* Given passage
----
For over a decade the most common policy advice given to developing countries by international development institutions has been to copy the export-oriented path of the newly industrializing countries, the celebrated NIC's. These economies-Brazil, Hong Kong, Mexico, Singapore, South Korea, and Taiwan-burst into the world manufacturing market in the late 1960's and the 1970's; by 1978 these six economies, along with India, enjoyed unequaled growth rates for gross national product and for exports, with exports accounting for 70 percent of the developing world's manufactured exports. It was, therefore, not surprising that dozens of other countries attempted to follow their model, yet no countries-with the possible exceptions of Malaysia and Thailand-have even approached their success. In "No More NIC's," Robin Broad and John Cavanagh search for the reasons behind these failures, identifying far-reaching changes in the global economy from synthetic substitutes for commodity exports to unsustainable levels of foreign debt as responsible for a glut economy offering little room for new entrants. Despite these changes, the authors maintain, the World Bank and the International Monetary Fund the foremost international development institutions have continued to promote the NIC path as the way for heavily indebted developing countries to proceed. And yet the futility of this approach should, according to the authors, be all too apparent so many years into a period of reduced growth in world markets.
----
* Material
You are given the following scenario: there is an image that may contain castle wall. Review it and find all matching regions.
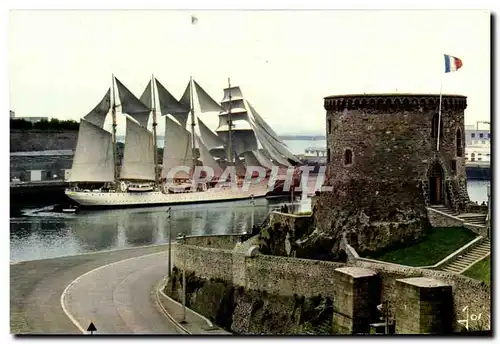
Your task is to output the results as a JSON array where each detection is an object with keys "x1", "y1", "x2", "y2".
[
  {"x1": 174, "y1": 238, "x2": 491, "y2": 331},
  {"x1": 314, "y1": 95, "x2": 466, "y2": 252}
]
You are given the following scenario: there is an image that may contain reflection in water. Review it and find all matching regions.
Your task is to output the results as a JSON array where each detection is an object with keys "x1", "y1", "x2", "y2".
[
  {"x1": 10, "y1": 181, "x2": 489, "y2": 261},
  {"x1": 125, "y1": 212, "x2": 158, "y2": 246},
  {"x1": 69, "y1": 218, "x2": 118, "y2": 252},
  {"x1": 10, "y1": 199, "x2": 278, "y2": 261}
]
----
* Directives
**a.** List the six economies that the passage on the newly industrializing countries names as the NICs.
**b.** Extend the passage on the NIC export model, starting after its final sentence.

* The results
**a.** Brazil, Hong Kong, Mexico, Singapore, South Korea, Taiwan

**b.**
Given the information in the passage, which of the following is a true statement about the NIC's?
Their economic success among developing countries has been exceeded only by the successes of Malaysia and Thailand.
By 1978 they produced 70 percent of the world's manufactured exports.
In the late 1970's, their growth rates for gross national product were among the highest in the world.
In recent years their development has been heavily subsidized by major international development institutions.
They received conflicting policy advice from international development institutions in the late 1960's and the 1970's.